» **Page text**:
We have found a house that we want to buy and have begun the process. We supposedly have an agreement, but until I see the document signed by the seller, I will not be comfortable. I have called the real estate agent twice tonight and he hasn't called me back. In the meantime, DW and Shy were down here over the long weekend. They arrived Friday at about 11:00am and stayed until this morning.

This is really hard on Shy. She just doesn't understand it. She kept saying she missed home when she was down here, but then she didn't want to leave, and when they left this morning, she kept saying she wanted to go back because she missed me.

She was a real trooper this weekend too. She was well behaved throughout our 6 1/2 hour ordeal looking at houses on Saturday and she really enjoyed spending some time with the people I am working with now when she arrived on Friday. We did reward her with a doll because of her excellent behavior and while I know she appreciated it, she really doesn't understand the whole thing.

I know she will be fine when all is said and done, but it is very painful watching her kind of struggle with this whole concept of moving. I can't wait until it is all over and done with. She did have a great time at a water park on Sunday and at the beach on Monday, so hopefully when she finds out that will be the norm for us in the summer she will really enjoy it. I know she will like the fact that the summers will last longer hear then they do up in Maine, but I also know she will miss her 2 big sisters who live in Maine....and for the record, they will miss her too.

As far as the job goes.....I am working with some really wonderful people here. One of them is a former foster parent who fostered 26 different children and adopted one. The one that was adopted just returned from serving his country in Afghanistan. If there is one thing I have found, it is that people in general all have interesting stories if you are just willing to listen, and the people I am working with now are not only interesting, but very nice.

I already like it here. I know DW will like it here once we are setlled. I just hope it doesn't take too long for Shy to like it here.

» **Records**:
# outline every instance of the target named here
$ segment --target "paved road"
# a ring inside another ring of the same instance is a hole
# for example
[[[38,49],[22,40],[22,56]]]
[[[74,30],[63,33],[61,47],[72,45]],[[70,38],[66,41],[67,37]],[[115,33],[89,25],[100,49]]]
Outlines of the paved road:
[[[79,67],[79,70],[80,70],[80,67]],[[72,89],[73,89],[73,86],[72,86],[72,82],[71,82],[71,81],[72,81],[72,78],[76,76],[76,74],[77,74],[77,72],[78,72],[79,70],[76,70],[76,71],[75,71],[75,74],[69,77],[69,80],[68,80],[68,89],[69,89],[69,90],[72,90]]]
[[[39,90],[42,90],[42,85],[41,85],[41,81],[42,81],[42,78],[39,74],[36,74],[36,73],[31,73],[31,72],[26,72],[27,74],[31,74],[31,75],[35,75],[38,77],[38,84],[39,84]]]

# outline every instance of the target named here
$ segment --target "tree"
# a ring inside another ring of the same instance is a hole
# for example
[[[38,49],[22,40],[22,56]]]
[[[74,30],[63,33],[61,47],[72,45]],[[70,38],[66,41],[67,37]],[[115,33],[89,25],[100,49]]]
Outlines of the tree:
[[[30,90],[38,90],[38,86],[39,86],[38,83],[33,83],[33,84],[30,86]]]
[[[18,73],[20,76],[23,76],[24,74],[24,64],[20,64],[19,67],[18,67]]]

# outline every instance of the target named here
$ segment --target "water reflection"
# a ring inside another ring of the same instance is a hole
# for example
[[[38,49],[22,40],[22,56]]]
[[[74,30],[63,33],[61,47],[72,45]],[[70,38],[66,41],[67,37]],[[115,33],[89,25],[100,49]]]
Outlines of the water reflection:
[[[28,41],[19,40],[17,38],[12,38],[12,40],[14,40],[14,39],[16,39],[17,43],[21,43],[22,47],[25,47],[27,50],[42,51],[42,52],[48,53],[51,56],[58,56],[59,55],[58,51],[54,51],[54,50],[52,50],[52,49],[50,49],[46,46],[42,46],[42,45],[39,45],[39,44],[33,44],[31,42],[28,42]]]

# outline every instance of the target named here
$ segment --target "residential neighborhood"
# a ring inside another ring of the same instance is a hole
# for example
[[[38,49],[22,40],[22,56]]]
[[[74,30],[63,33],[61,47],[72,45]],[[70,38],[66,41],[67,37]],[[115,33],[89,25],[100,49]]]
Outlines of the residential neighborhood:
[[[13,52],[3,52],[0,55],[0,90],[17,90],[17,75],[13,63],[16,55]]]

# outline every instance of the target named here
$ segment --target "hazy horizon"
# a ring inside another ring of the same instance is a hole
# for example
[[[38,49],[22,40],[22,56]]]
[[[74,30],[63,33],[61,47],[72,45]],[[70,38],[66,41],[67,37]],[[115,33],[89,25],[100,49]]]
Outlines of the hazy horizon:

» **Objectives**:
**A.** Which days of the week are named in the post about moving, in the order they first appear?
**B.** Rewrite the listing as a JSON list of strings, with one string per line and blank lines omitted. Start at its first line and go through the line containing "Outlines of the paved".

» **Results of the exercise**:
**A.** Friday, Saturday, Sunday, Monday

**B.**
[
  "# outline every instance of the target named here",
  "$ segment --target \"paved road\"",
  "# a ring inside another ring of the same instance is a hole",
  "# for example",
  "[[[38,49],[22,40],[22,56]]]",
  "[[[74,30],[63,33],[61,47],[72,45]],[[70,38],[66,41],[67,37]],[[115,33],[89,25],[100,49]]]",
  "Outlines of the paved road:"
]